Directions: Would you go through the records below and copy each line with the string "curved"?

Source records:
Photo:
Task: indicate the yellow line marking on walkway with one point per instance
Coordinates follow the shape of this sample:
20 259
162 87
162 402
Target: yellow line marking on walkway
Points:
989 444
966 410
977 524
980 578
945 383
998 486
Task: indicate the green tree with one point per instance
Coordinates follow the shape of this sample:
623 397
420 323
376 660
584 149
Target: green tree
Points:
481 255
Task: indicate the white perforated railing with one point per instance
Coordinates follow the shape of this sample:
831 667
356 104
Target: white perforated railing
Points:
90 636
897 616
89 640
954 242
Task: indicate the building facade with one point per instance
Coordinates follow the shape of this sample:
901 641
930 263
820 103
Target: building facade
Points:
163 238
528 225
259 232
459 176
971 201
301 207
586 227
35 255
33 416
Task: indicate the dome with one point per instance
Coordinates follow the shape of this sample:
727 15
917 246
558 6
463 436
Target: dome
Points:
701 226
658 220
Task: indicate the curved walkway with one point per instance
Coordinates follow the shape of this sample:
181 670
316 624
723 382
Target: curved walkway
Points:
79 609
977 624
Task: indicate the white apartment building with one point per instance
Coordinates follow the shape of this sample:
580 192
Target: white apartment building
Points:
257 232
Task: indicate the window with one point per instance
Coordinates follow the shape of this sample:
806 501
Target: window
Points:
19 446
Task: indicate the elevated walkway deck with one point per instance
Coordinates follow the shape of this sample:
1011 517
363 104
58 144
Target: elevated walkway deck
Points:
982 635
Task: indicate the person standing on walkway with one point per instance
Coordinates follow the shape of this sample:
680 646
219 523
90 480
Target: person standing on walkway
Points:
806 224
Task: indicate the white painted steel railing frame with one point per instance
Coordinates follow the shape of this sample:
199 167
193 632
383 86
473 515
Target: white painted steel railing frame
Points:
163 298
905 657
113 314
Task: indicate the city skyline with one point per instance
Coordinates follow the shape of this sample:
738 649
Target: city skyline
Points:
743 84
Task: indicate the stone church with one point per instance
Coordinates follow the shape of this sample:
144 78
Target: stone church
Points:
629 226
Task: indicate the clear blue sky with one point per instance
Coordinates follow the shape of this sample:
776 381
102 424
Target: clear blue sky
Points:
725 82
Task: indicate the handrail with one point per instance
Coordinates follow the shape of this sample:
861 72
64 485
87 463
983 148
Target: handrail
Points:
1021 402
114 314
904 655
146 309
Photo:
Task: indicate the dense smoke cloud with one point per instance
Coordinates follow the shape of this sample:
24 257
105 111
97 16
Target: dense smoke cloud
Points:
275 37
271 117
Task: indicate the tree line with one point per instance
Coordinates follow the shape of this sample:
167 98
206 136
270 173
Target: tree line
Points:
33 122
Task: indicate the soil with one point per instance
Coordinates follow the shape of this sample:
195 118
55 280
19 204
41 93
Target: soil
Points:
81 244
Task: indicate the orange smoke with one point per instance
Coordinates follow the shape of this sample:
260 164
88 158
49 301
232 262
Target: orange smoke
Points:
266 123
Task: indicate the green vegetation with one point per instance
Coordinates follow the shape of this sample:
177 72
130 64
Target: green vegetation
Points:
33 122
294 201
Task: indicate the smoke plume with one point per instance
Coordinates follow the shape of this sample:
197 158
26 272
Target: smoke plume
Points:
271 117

The completed task:
Task: indicate the curved walkway with one point per instance
Target: curved walkway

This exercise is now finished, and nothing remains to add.